Collection entries
..............................

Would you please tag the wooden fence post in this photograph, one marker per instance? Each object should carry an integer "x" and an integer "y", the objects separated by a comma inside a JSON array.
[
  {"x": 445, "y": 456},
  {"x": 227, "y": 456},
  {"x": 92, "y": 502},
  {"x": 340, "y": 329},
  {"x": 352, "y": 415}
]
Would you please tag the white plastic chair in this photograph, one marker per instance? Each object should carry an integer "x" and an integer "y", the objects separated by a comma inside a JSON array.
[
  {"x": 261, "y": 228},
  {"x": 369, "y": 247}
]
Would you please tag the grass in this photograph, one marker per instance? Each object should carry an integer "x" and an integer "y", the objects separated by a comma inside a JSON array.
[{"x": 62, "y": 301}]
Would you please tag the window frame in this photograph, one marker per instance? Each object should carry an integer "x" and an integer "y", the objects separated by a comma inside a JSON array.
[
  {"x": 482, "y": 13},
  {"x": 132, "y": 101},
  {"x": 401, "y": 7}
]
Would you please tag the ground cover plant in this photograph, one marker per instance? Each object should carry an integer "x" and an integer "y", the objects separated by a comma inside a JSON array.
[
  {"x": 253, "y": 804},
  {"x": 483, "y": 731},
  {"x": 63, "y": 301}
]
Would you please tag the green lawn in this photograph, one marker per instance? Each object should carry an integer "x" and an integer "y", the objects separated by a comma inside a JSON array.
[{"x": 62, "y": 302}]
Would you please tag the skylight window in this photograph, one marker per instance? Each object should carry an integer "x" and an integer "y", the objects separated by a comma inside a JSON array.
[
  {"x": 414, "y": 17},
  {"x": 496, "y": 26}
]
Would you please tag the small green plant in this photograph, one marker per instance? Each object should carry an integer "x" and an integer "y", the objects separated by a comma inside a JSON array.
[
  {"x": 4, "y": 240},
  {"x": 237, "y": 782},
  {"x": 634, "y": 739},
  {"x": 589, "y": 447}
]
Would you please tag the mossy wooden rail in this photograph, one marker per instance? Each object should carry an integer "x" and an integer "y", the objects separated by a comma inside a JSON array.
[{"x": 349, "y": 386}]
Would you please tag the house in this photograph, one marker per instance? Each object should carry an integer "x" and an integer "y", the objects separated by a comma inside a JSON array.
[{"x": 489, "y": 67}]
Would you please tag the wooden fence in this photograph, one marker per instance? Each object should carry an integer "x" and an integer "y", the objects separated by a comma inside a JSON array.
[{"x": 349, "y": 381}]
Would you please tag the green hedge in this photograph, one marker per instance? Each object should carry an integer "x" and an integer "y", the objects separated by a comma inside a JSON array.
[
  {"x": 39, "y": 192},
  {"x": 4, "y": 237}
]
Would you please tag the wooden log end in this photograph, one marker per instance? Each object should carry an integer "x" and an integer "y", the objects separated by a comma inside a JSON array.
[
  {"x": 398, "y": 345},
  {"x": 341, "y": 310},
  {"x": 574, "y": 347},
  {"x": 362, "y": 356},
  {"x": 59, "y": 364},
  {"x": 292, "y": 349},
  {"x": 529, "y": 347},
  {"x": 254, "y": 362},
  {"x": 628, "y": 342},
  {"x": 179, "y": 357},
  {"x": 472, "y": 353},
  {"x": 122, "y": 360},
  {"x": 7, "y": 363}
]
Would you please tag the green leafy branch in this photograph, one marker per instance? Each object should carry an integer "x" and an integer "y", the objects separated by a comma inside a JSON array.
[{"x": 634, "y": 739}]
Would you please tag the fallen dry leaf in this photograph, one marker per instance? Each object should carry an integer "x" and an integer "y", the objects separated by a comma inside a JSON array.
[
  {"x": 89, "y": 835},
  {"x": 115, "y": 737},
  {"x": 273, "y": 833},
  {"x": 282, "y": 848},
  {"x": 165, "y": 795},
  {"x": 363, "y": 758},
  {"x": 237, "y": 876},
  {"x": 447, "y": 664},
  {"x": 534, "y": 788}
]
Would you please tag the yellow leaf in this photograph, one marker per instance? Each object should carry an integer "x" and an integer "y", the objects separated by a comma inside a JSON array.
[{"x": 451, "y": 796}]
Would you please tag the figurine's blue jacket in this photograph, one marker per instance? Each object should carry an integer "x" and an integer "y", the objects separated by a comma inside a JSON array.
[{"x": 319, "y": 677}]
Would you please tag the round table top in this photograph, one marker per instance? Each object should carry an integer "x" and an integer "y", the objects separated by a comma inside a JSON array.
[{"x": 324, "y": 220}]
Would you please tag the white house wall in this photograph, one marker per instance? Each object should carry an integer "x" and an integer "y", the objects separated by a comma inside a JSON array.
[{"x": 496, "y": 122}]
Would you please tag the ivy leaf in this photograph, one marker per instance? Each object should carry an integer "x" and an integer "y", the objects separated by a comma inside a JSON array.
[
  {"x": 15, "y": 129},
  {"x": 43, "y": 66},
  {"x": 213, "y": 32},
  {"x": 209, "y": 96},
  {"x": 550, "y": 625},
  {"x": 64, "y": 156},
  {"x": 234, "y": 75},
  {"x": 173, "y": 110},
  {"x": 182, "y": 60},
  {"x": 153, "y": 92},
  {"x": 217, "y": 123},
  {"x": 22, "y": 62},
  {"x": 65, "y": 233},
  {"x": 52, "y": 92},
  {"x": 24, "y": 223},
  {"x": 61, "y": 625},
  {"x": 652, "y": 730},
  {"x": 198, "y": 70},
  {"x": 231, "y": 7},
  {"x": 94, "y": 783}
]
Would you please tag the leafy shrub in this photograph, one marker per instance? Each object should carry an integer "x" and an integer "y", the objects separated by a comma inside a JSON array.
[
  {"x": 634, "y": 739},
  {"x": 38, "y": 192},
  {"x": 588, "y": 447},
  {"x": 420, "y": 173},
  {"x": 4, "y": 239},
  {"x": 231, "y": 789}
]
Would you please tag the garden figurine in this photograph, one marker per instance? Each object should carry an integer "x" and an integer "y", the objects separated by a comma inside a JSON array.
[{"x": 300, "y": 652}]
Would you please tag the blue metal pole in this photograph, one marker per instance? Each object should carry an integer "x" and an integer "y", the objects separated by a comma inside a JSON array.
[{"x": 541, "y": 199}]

..............................

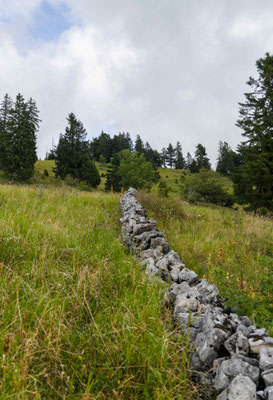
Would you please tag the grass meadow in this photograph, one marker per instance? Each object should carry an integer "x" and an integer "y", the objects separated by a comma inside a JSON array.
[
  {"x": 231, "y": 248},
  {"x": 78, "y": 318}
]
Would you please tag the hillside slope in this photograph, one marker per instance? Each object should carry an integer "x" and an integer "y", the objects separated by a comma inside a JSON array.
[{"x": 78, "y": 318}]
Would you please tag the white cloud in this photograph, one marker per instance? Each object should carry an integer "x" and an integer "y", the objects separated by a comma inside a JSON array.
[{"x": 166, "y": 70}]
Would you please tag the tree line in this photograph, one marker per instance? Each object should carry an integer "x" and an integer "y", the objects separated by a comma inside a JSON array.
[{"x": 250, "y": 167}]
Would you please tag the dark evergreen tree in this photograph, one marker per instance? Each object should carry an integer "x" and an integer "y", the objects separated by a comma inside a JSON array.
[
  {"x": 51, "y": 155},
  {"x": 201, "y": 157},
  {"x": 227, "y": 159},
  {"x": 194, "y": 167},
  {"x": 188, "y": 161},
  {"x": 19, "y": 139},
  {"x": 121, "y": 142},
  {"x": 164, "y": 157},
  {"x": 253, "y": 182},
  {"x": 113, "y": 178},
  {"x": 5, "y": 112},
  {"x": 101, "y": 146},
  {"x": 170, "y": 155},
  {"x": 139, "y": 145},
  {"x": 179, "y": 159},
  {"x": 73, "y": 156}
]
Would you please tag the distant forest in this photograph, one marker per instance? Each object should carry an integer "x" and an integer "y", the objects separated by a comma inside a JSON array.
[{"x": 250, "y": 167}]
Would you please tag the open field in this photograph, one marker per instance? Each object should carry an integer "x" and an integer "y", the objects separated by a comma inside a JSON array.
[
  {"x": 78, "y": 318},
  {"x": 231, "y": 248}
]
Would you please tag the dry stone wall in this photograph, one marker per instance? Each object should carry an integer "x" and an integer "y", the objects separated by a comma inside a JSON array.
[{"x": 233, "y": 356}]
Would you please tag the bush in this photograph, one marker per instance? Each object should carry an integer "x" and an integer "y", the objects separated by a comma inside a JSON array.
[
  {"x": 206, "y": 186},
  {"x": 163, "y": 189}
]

..............................

WHAT NEEDS TO BE DONE
Can you return every line of the data above that contains the word "wall"?

EXERCISE ANSWER
Would you please tag the white house wall in this photograph, one marker per instance? Each object should carry an integer "x" and an integer "y", the objects separated by a comma inside a JSON array.
Would you please tag the dry stone wall in this photograph, one marker per instance? Each object should carry an integer "x" and an integer "y", the objects separated by a comma inside a JSON array.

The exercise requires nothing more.